### Supplied entries

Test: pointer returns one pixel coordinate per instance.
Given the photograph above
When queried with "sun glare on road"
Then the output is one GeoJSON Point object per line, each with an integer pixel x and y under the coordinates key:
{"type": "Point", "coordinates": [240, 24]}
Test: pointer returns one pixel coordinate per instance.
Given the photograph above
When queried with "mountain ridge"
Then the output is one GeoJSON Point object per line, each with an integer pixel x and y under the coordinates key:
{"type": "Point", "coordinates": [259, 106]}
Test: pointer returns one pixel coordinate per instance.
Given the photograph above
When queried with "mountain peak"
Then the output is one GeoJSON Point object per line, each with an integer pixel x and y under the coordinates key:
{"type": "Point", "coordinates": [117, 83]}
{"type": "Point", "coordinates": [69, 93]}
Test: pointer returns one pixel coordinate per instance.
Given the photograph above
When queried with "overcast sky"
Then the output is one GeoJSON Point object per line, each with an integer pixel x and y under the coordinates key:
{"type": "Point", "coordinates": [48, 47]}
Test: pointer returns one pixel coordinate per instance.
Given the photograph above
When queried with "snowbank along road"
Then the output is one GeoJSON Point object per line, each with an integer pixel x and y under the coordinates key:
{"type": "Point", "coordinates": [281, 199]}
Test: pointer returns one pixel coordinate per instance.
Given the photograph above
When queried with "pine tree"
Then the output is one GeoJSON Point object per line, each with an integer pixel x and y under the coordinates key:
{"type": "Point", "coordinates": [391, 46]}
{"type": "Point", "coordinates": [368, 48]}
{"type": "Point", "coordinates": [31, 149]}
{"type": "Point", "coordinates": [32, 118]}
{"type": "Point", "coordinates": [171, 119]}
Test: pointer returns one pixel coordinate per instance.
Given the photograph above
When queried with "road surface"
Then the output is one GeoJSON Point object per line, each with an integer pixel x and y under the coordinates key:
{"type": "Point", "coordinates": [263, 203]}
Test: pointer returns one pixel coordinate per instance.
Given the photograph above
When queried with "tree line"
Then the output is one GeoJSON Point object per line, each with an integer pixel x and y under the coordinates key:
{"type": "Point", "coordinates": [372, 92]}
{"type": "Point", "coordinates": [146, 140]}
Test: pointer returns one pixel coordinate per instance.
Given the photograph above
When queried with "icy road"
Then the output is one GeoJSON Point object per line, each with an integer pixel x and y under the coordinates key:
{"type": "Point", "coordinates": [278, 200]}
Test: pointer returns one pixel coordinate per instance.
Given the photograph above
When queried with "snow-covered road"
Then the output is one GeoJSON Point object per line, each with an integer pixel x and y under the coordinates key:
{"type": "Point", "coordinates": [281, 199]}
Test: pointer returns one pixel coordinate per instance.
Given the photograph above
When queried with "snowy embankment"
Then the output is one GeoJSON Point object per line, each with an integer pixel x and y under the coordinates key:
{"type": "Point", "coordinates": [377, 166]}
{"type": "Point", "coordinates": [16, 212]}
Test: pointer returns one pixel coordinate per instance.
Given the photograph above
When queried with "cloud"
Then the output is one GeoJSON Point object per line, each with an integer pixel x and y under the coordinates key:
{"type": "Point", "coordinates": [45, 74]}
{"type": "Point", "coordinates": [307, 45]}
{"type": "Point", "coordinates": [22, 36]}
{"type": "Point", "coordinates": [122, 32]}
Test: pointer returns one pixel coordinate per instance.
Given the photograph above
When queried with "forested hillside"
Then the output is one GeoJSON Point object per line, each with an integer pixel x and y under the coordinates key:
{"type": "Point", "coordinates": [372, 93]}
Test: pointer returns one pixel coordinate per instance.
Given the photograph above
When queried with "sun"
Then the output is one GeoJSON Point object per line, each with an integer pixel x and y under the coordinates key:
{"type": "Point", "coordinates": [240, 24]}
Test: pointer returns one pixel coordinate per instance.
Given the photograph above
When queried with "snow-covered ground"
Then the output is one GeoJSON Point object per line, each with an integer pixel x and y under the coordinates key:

######

_Set exercise_: Report every line of the entries above that contains the word "road".

_Correct result_:
When queried with "sun glare on road"
When queried with "snowbank along road"
When queried with "road surface"
When queried with "icy road"
When queried with "snow-covered road"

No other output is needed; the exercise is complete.